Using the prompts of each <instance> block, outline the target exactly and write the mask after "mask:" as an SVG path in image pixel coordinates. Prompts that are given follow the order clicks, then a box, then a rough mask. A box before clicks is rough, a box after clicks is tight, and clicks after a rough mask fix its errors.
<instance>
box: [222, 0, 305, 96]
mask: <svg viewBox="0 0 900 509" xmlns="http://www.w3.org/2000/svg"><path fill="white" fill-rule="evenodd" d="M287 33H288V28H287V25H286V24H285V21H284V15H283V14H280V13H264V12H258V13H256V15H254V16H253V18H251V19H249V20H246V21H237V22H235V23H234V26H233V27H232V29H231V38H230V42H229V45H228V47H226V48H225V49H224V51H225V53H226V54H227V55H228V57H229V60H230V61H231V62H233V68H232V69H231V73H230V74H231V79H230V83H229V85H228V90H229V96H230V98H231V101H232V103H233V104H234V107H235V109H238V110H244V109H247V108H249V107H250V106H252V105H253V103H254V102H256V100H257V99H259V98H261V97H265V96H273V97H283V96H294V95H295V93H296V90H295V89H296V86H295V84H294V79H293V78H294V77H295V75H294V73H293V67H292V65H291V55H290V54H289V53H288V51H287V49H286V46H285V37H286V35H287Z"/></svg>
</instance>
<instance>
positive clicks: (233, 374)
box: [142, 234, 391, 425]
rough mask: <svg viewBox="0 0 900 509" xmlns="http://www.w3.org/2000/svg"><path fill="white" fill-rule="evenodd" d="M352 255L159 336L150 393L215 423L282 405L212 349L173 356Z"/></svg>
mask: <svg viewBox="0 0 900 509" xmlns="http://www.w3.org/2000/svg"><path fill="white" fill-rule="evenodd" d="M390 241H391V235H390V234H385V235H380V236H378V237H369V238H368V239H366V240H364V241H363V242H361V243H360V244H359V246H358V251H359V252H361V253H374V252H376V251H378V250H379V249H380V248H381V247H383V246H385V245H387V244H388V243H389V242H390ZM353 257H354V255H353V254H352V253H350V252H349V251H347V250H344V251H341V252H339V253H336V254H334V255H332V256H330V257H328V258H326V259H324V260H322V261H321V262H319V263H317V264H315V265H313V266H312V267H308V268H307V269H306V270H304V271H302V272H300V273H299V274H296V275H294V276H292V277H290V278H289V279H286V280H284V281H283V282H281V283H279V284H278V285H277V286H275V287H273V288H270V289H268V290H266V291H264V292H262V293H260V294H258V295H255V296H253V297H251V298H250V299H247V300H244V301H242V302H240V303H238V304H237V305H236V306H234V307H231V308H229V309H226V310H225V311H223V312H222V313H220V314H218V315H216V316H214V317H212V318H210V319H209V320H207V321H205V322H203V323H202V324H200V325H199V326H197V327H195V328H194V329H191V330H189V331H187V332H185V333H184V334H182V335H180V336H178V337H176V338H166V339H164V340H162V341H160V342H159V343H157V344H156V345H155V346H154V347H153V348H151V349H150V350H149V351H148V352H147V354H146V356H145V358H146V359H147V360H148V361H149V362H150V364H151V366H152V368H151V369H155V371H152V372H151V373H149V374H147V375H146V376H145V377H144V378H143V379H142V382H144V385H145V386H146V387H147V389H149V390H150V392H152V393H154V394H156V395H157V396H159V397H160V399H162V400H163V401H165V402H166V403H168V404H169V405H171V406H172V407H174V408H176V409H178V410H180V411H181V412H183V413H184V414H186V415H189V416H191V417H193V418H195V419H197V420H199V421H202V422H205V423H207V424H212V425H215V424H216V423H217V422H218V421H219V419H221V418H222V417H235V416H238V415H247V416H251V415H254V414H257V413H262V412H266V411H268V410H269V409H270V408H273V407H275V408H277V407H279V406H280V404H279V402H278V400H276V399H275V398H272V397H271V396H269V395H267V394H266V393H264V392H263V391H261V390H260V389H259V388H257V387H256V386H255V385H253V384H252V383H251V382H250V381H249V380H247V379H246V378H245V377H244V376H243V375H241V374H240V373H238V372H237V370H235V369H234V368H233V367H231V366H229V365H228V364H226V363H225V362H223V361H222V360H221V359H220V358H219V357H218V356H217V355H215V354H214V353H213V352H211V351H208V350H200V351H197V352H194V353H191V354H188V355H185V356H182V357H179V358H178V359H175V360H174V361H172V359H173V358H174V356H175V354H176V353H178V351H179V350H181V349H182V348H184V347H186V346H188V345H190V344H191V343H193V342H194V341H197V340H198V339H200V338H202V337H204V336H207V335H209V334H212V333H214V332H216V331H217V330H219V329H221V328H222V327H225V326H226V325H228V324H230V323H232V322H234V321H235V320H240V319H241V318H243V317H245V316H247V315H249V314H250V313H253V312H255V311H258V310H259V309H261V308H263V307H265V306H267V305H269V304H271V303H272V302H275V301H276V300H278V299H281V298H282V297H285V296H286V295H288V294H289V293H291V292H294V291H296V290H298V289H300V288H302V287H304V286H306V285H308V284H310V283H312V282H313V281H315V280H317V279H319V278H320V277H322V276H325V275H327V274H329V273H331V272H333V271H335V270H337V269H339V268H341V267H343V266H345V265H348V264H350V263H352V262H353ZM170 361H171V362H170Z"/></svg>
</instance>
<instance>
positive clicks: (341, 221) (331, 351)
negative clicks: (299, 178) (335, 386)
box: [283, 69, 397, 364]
──────
**Task objective:** Rewrite all of the rows above, substituting "foreground clicks" for every occurrence of "positive clicks" and leaving everything else unchanged.

**Expected answer:**
Using the prompts of each <instance> block, outline the target exactly and write the mask after "mask:" as an SVG path in image pixel coordinates. Prompts that are given follow the order clicks, then a box, then a rough mask. A box before clicks is rough, a box after clicks is tight, and clicks after a rough mask fix its errors.
<instance>
box: [222, 0, 305, 96]
mask: <svg viewBox="0 0 900 509" xmlns="http://www.w3.org/2000/svg"><path fill="white" fill-rule="evenodd" d="M287 33H288V28H287V25H286V24H285V21H284V15H283V14H280V13H264V12H258V13H256V15H254V16H253V18H251V19H249V20H246V21H237V22H235V23H234V26H233V27H232V29H231V38H230V42H229V45H228V47H226V48H225V49H224V51H225V53H226V54H227V55H228V57H229V60H230V61H231V62H233V68H232V69H231V73H230V74H231V79H230V83H229V85H228V90H229V96H230V98H231V101H232V103H233V104H234V107H235V109H238V110H244V109H247V108H249V107H250V106H252V105H253V103H254V102H256V100H257V99H259V98H261V97H265V96H273V97H283V96H294V95H295V93H296V90H295V89H296V86H295V84H294V79H293V78H294V77H295V75H294V73H293V67H292V65H291V55H290V54H289V53H288V51H287V49H286V46H285V37H286V35H287Z"/></svg>
</instance>
<instance>
foreground clicks: (233, 374)
box: [142, 234, 391, 425]
rough mask: <svg viewBox="0 0 900 509" xmlns="http://www.w3.org/2000/svg"><path fill="white" fill-rule="evenodd" d="M352 255L159 336L150 393L215 423L282 405L212 349L173 356Z"/></svg>
mask: <svg viewBox="0 0 900 509" xmlns="http://www.w3.org/2000/svg"><path fill="white" fill-rule="evenodd" d="M390 241H391V235H390V234H385V235H380V236H378V237H369V238H368V239H366V240H364V241H363V242H361V243H360V244H359V246H358V251H359V252H361V253H374V252H376V251H378V250H379V249H380V248H381V247H383V246H385V245H387V244H388V243H389V242H390ZM353 257H354V255H353V254H352V253H350V252H349V251H347V250H344V251H341V252H339V253H336V254H334V255H332V256H330V257H328V258H326V259H324V260H322V261H321V262H319V263H317V264H315V265H313V266H312V267H308V268H307V269H306V270H304V271H302V272H300V273H299V274H296V275H294V276H292V277H290V278H289V279H286V280H284V281H283V282H281V283H279V284H278V285H277V286H275V287H273V288H270V289H268V290H266V291H264V292H262V293H260V294H258V295H255V296H253V297H251V298H250V299H247V300H244V301H242V302H240V303H238V304H237V305H236V306H234V307H231V308H229V309H226V310H225V311H223V312H222V313H220V314H218V315H216V316H214V317H212V318H210V319H209V320H207V321H205V322H203V323H202V324H200V325H199V326H197V327H195V328H194V329H191V330H189V331H187V332H185V333H184V334H182V335H180V336H178V337H176V338H166V339H164V340H162V341H160V342H159V343H157V344H156V345H155V346H154V347H153V348H151V349H150V350H149V351H148V352H147V354H146V356H145V358H146V359H147V360H148V361H149V362H150V364H151V366H152V368H151V369H155V371H152V372H151V373H149V374H147V375H146V376H145V377H144V378H143V379H142V382H144V385H145V386H146V387H147V389H149V390H150V392H152V393H154V394H156V395H157V396H159V397H160V399H162V400H163V401H165V402H166V403H168V404H169V405H171V406H172V407H174V408H176V409H178V410H180V411H181V412H183V413H184V414H186V415H189V416H191V417H193V418H195V419H197V420H199V421H202V422H205V423H207V424H212V425H215V424H216V423H217V422H218V421H219V419H221V418H222V417H235V416H238V415H247V416H251V415H254V414H257V413H262V412H266V411H268V410H269V409H270V408H273V407H275V408H277V407H279V406H280V404H279V402H278V400H276V399H275V398H272V397H271V396H269V395H267V394H266V393H264V392H263V391H261V390H260V389H259V388H257V387H256V386H255V385H253V384H252V383H251V382H250V381H249V380H247V379H246V378H245V377H244V376H243V375H241V374H240V373H238V372H237V370H235V369H234V368H233V367H231V366H229V365H228V364H226V363H225V362H223V361H222V360H221V359H220V358H219V357H218V356H217V355H215V354H214V353H213V352H211V351H208V350H200V351H197V352H194V353H191V354H188V355H185V356H182V357H179V358H178V359H175V360H174V361H172V359H173V358H174V356H175V354H176V353H178V351H179V350H181V349H182V348H184V347H186V346H188V345H190V344H191V343H193V342H194V341H197V340H198V339H200V338H202V337H204V336H207V335H209V334H212V333H214V332H216V331H217V330H219V329H221V328H222V327H225V326H226V325H228V324H230V323H232V322H234V321H235V320H240V319H241V318H243V317H245V316H247V315H249V314H250V313H253V312H255V311H258V310H259V309H261V308H263V307H265V306H267V305H269V304H271V303H272V302H275V301H276V300H278V299H281V298H282V297H285V296H286V295H288V294H289V293H291V292H294V291H296V290H298V289H300V288H302V287H304V286H306V285H308V284H310V283H312V282H313V281H315V280H317V279H319V278H320V277H322V276H325V275H327V274H329V273H331V272H333V271H335V270H337V269H339V268H341V267H343V266H345V265H348V264H350V263H352V262H353ZM170 361H171V362H170Z"/></svg>
</instance>
<instance>
foreground clicks: (341, 221) (331, 351)
negative clicks: (299, 178) (335, 386)
box: [283, 69, 397, 364]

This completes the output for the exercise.